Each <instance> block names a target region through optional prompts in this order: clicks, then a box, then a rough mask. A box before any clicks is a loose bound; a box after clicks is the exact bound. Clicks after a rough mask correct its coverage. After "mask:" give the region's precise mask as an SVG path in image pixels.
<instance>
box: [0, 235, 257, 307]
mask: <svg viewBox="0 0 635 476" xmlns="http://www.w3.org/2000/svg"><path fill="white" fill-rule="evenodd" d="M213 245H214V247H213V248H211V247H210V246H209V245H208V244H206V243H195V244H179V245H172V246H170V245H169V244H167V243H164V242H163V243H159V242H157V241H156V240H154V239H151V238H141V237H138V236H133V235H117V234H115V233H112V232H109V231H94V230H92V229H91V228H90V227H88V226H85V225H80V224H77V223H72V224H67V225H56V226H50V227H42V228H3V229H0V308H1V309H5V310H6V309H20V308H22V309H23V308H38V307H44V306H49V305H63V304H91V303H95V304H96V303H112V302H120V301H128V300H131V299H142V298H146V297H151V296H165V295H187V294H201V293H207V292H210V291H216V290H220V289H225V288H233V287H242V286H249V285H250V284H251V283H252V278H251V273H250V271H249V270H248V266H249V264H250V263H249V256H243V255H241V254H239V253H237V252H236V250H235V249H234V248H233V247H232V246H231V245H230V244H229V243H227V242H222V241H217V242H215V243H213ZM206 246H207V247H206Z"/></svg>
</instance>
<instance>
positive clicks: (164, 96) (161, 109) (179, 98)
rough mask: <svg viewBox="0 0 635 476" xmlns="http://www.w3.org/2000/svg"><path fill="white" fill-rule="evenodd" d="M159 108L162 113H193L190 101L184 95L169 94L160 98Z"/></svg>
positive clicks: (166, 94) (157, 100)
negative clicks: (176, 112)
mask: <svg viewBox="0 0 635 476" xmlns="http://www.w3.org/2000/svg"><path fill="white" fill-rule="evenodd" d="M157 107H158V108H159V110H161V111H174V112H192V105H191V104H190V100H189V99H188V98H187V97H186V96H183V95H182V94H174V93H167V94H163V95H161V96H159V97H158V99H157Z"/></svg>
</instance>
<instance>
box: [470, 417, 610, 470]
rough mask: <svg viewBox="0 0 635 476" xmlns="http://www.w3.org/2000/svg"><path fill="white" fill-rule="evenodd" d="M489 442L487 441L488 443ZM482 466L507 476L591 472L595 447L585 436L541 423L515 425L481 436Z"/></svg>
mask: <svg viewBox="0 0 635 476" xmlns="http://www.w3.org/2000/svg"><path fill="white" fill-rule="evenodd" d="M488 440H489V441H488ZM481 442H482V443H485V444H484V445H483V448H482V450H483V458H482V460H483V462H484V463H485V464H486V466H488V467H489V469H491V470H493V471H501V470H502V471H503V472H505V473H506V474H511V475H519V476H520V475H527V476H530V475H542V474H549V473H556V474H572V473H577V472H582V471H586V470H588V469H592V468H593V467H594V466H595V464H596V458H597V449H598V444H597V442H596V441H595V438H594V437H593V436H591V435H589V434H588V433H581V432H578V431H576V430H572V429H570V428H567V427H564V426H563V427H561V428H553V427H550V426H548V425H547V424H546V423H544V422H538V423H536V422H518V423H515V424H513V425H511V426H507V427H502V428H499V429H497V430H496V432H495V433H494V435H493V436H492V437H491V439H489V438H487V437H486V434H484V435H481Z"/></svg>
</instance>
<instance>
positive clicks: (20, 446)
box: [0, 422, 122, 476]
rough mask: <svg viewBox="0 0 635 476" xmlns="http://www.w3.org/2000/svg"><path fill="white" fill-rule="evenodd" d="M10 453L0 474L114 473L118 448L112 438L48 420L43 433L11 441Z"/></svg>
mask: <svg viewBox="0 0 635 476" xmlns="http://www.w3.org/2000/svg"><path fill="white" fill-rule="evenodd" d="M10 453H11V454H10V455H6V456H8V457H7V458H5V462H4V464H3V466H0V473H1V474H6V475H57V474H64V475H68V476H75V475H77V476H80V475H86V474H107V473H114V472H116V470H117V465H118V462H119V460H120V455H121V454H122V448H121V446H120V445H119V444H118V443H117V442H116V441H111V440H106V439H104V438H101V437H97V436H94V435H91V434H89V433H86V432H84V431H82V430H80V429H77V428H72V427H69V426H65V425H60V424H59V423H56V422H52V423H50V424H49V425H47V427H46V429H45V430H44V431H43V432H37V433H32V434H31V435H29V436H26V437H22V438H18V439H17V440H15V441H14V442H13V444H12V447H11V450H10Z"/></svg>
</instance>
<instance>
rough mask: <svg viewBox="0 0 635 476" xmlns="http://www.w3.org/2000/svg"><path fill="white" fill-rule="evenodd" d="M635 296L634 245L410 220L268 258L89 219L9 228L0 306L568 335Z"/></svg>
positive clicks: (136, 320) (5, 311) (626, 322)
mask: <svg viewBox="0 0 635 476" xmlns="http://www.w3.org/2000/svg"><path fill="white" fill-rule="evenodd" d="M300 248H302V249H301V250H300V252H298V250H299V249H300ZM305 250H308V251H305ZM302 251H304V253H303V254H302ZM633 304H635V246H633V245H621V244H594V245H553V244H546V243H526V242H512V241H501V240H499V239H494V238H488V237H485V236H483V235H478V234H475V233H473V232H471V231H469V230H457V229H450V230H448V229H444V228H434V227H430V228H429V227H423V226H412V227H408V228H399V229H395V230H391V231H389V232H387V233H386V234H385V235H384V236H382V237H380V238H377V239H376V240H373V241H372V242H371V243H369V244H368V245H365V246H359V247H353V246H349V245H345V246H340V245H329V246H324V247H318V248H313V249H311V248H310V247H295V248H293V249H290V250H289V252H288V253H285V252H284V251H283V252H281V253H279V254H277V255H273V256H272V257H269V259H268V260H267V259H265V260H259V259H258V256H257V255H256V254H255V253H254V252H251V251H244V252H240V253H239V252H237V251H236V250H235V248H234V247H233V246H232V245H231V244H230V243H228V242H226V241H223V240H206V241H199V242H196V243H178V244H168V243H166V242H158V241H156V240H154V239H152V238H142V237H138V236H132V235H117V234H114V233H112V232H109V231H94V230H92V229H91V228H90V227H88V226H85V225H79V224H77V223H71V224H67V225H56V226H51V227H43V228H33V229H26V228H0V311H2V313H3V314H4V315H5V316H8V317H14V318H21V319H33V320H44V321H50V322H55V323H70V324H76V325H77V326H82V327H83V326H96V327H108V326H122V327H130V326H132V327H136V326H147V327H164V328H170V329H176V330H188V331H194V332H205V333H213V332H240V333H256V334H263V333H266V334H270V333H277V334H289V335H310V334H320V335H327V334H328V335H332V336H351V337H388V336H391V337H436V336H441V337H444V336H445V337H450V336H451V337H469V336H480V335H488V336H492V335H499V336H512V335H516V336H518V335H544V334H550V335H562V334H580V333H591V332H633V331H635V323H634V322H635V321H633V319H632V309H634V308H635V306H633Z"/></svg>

========================================

• Your instructions:
Everything in the listing above should be repeated exactly.

• Solution for this exercise:
Each <instance> block names a target region through optional prompts in this order: clicks, then a box, then a rough mask. A box before any clicks is a loose bound; a box after clicks is the exact bound. Clicks after a rough mask correct its coverage. After "mask:" give the region's precise mask as an SVG path in image pixels.
<instance>
box: [0, 235, 257, 307]
mask: <svg viewBox="0 0 635 476" xmlns="http://www.w3.org/2000/svg"><path fill="white" fill-rule="evenodd" d="M213 245H214V247H213V248H211V247H210V246H209V245H208V244H206V243H195V244H179V245H172V246H170V245H169V244H167V243H164V242H163V243H159V242H157V241H156V240H154V239H151V238H141V237H138V236H133V235H117V234H115V233H112V232H109V231H94V230H92V229H91V228H90V227H88V226H85V225H80V224H77V223H72V224H67V225H56V226H50V227H42V228H3V229H0V308H1V309H5V310H6V309H20V308H22V309H23V308H38V307H44V306H49V305H63V304H91V303H95V304H96V303H112V302H120V301H128V300H131V299H142V298H146V297H151V296H165V295H187V294H201V293H207V292H210V291H216V290H220V289H225V288H233V287H242V286H249V285H250V284H251V283H252V278H251V273H250V271H249V270H248V266H249V264H250V263H249V256H243V255H241V254H239V253H237V252H236V250H235V249H234V248H233V247H232V246H231V245H230V244H229V243H227V242H222V241H217V242H215V243H213ZM206 246H207V247H206Z"/></svg>
</instance>
<instance>
positive clicks: (164, 96) (161, 109) (179, 98)
rough mask: <svg viewBox="0 0 635 476" xmlns="http://www.w3.org/2000/svg"><path fill="white" fill-rule="evenodd" d="M159 108L162 113H193L190 101L184 95L169 94L160 98Z"/></svg>
positive clicks: (166, 94) (157, 100)
negative clicks: (176, 112)
mask: <svg viewBox="0 0 635 476" xmlns="http://www.w3.org/2000/svg"><path fill="white" fill-rule="evenodd" d="M157 107H158V108H159V110H161V111H174V112H192V105H191V104H190V100H189V99H188V98H187V97H186V96H183V95H182V94H174V93H167V94H163V95H161V96H159V97H158V99H157Z"/></svg>
</instance>
<instance>
box: [470, 417, 610, 470]
rough mask: <svg viewBox="0 0 635 476" xmlns="http://www.w3.org/2000/svg"><path fill="white" fill-rule="evenodd" d="M489 442L487 441L488 443ZM482 466L507 476L591 472L595 447L585 436L541 423L515 425L481 436Z"/></svg>
mask: <svg viewBox="0 0 635 476" xmlns="http://www.w3.org/2000/svg"><path fill="white" fill-rule="evenodd" d="M488 440H489V441H488ZM481 442H482V443H485V444H484V445H483V448H482V450H483V458H482V460H483V462H484V463H485V464H486V466H488V467H489V469H491V470H493V471H501V470H502V471H503V472H505V473H506V474H511V475H519V476H520V475H527V476H530V475H542V474H549V473H556V474H572V473H577V472H582V471H586V470H588V469H592V468H593V467H594V466H595V464H596V458H597V449H598V444H597V442H596V441H595V438H594V437H593V436H591V435H589V434H588V433H581V432H578V431H576V430H572V429H570V428H567V427H564V426H563V427H561V428H553V427H550V426H548V425H547V424H546V423H544V422H538V423H536V422H518V423H515V424H513V425H511V426H507V427H502V428H499V429H497V430H496V432H495V433H494V435H493V436H492V437H491V439H489V438H487V437H486V434H484V435H481Z"/></svg>
</instance>
<instance>
positive clicks: (20, 446)
box: [0, 422, 122, 476]
rough mask: <svg viewBox="0 0 635 476" xmlns="http://www.w3.org/2000/svg"><path fill="white" fill-rule="evenodd" d="M10 453L0 474L114 473L118 448L112 438L48 420L43 433L11 441Z"/></svg>
mask: <svg viewBox="0 0 635 476" xmlns="http://www.w3.org/2000/svg"><path fill="white" fill-rule="evenodd" d="M10 453H11V454H10V455H6V456H8V457H7V458H5V462H4V464H3V466H0V473H1V474H6V475H57V474H64V475H68V476H75V475H77V476H80V475H86V474H107V473H114V472H116V470H117V465H118V462H119V460H120V455H121V454H122V448H121V446H120V445H119V444H118V443H117V442H116V441H111V440H106V439H104V438H101V437H97V436H94V435H91V434H89V433H86V432H84V431H82V430H80V429H77V428H72V427H69V426H65V425H60V424H59V423H56V422H52V423H50V424H49V425H47V427H46V429H45V430H44V431H43V432H37V433H32V434H31V435H29V436H26V437H22V438H18V439H17V440H15V441H14V442H13V444H12V447H11V450H10Z"/></svg>
</instance>
<instance>
rough mask: <svg viewBox="0 0 635 476" xmlns="http://www.w3.org/2000/svg"><path fill="white" fill-rule="evenodd" d="M635 296L634 245L410 220L268 258L89 219L9 228L0 306L568 335Z"/></svg>
positive clicks: (136, 320) (5, 311) (626, 322)
mask: <svg viewBox="0 0 635 476" xmlns="http://www.w3.org/2000/svg"><path fill="white" fill-rule="evenodd" d="M300 248H302V249H301V250H300V252H298V250H299V249H300ZM305 250H308V251H305ZM302 251H304V253H303V254H302ZM633 304H635V246H633V245H621V244H594V245H553V244H546V243H526V242H512V241H501V240H499V239H494V238H488V237H485V236H483V235H478V234H475V233H473V232H471V231H469V230H457V229H450V230H448V229H444V228H434V227H430V228H429V227H423V226H412V227H408V228H399V229H395V230H391V231H389V232H387V233H386V234H385V235H384V236H382V237H380V238H377V239H376V240H373V241H372V242H371V243H369V244H368V245H365V246H359V247H353V246H349V245H345V246H340V245H329V246H324V247H318V248H313V249H311V248H310V247H295V248H293V249H290V250H289V252H288V253H285V252H284V251H283V252H281V253H279V254H277V255H273V256H272V257H269V259H268V260H267V259H265V260H259V259H258V256H257V255H256V254H255V253H254V252H251V251H244V252H240V253H239V252H237V251H236V250H235V248H234V247H233V246H232V245H231V244H230V243H228V242H226V241H223V240H206V241H199V242H196V243H178V244H168V243H166V242H158V241H156V240H154V239H152V238H142V237H138V236H132V235H117V234H114V233H112V232H109V231H94V230H92V229H91V228H90V227H88V226H85V225H79V224H77V223H71V224H67V225H56V226H51V227H43V228H33V229H26V228H0V311H2V313H3V314H4V315H5V316H8V317H14V318H21V319H33V320H44V321H50V322H55V323H70V324H76V325H77V326H82V327H83V326H96V327H108V326H122V327H130V326H132V327H136V326H147V327H164V328H170V329H176V330H188V331H194V332H205V333H213V332H240V333H256V334H263V333H266V334H270V333H277V334H289V335H310V334H320V335H327V334H328V335H332V336H351V337H388V336H391V337H436V336H441V337H444V336H445V337H450V336H451V337H469V336H480V335H488V336H492V335H499V336H512V335H516V336H518V335H544V334H550V335H562V334H580V333H591V332H633V331H635V323H634V322H635V321H633V319H632V309H634V308H635V306H633Z"/></svg>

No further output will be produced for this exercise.